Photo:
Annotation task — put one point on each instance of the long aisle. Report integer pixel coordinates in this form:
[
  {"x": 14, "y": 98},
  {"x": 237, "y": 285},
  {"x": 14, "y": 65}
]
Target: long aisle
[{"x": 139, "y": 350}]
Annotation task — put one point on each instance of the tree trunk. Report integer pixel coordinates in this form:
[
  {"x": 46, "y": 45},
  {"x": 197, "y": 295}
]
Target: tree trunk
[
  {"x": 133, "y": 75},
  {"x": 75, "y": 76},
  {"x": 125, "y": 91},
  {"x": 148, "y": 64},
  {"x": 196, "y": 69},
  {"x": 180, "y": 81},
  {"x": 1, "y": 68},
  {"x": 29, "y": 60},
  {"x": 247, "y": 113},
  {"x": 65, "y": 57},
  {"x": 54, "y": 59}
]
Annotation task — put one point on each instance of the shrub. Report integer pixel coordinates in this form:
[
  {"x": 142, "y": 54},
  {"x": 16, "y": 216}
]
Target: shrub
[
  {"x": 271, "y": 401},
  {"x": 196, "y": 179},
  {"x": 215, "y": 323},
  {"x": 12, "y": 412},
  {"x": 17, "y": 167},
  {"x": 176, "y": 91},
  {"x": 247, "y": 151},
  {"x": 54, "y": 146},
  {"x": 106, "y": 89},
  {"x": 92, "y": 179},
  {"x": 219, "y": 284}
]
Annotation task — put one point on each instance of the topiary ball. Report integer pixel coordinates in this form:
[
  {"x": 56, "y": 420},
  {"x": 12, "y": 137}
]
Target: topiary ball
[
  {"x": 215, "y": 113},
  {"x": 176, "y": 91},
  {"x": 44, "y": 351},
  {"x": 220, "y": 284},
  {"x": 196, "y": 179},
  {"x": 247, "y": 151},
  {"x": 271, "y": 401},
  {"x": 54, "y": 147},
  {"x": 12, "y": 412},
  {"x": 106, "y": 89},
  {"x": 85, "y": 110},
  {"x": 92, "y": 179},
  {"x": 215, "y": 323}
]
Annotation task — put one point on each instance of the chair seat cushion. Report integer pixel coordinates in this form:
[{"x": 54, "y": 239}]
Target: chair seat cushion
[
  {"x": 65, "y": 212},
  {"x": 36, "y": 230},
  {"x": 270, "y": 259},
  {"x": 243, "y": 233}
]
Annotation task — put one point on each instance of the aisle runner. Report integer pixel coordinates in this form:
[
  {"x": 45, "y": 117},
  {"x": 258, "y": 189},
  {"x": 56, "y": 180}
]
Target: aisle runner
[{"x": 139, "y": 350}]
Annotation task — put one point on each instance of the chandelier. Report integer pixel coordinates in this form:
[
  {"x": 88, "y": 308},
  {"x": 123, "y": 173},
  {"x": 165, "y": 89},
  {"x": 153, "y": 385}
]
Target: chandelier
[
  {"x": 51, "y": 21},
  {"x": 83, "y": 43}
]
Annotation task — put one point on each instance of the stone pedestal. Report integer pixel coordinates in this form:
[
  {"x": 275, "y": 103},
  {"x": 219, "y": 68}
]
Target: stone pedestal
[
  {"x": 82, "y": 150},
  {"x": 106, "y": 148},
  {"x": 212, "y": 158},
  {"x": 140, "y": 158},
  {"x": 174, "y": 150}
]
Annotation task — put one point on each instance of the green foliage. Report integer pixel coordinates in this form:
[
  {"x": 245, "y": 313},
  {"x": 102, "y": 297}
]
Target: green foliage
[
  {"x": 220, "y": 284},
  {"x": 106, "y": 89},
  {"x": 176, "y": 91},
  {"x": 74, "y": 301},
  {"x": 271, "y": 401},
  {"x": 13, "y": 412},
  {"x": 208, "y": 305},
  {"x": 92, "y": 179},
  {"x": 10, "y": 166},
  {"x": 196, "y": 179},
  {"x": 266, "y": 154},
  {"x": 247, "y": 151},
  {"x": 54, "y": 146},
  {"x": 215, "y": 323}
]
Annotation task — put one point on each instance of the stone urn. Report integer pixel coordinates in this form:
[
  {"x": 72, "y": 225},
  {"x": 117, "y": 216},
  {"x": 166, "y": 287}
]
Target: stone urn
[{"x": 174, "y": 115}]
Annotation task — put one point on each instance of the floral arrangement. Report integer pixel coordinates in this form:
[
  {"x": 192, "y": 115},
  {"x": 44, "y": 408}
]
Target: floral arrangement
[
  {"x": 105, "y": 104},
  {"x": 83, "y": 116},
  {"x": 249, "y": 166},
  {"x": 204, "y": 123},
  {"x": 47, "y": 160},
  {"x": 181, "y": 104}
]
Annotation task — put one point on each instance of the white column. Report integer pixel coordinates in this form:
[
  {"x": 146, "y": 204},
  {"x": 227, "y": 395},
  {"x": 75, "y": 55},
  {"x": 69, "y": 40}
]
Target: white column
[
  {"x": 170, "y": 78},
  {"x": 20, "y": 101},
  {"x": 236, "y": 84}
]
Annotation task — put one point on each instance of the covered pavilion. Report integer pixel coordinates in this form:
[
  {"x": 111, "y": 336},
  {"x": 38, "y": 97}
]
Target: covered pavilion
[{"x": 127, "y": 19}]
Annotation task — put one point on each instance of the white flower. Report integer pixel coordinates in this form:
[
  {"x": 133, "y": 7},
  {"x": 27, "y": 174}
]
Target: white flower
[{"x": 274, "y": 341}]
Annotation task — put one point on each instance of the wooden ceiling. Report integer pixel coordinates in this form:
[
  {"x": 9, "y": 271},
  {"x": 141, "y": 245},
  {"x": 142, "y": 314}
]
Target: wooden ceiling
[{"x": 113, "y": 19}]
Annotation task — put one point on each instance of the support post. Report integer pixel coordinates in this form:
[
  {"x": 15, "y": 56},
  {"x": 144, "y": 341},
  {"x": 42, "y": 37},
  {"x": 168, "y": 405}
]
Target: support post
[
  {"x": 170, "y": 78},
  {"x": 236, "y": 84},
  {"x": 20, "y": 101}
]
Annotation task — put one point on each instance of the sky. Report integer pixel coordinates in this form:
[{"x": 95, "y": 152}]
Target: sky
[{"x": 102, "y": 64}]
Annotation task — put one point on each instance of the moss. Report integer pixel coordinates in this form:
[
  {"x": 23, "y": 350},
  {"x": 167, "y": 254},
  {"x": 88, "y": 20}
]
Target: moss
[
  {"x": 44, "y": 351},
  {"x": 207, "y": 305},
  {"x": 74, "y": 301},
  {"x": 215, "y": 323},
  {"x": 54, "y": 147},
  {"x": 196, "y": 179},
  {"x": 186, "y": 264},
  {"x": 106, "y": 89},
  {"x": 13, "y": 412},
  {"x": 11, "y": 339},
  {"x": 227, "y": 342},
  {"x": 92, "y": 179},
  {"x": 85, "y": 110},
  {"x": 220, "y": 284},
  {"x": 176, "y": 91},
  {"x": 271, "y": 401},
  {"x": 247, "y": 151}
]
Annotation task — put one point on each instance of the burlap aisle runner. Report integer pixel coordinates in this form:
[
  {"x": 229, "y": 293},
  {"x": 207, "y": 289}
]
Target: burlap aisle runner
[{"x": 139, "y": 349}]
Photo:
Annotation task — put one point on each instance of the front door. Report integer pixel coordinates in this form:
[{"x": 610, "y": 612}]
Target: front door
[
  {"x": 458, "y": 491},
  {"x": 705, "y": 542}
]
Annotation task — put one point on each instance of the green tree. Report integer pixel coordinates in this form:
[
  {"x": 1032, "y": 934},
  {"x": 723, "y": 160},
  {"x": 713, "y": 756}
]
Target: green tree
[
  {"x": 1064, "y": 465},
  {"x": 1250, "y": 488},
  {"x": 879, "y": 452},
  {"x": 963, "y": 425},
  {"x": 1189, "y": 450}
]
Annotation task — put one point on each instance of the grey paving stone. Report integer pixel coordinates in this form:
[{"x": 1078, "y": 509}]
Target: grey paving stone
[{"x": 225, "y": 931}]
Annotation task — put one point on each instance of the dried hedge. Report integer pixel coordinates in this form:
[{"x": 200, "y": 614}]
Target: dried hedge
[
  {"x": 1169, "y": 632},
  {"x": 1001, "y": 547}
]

§ Exercise instructions
Starting from the line containing "the green tree." and ending with the final line of the data, reproduce each line exactly as it appears, including no other lines.

§ Your response
Annotation task — put one point on each instance of the green tree. Report integer pixel coordinates in this form:
[
  {"x": 1032, "y": 934},
  {"x": 723, "y": 160},
  {"x": 713, "y": 756}
]
Target: green tree
[
  {"x": 1064, "y": 465},
  {"x": 1250, "y": 488},
  {"x": 879, "y": 452},
  {"x": 963, "y": 425},
  {"x": 1189, "y": 450}
]
Annotation task — put one point on each instance of the grey paving stone. Report integer pixel coordinates in this form:
[{"x": 1078, "y": 509}]
Target: grey paving stone
[{"x": 225, "y": 931}]
Annotation task — put one point on each instance of the dried hedge. Report integer pixel coordinates in this form:
[{"x": 200, "y": 614}]
Target: dried hedge
[
  {"x": 1169, "y": 632},
  {"x": 1001, "y": 547}
]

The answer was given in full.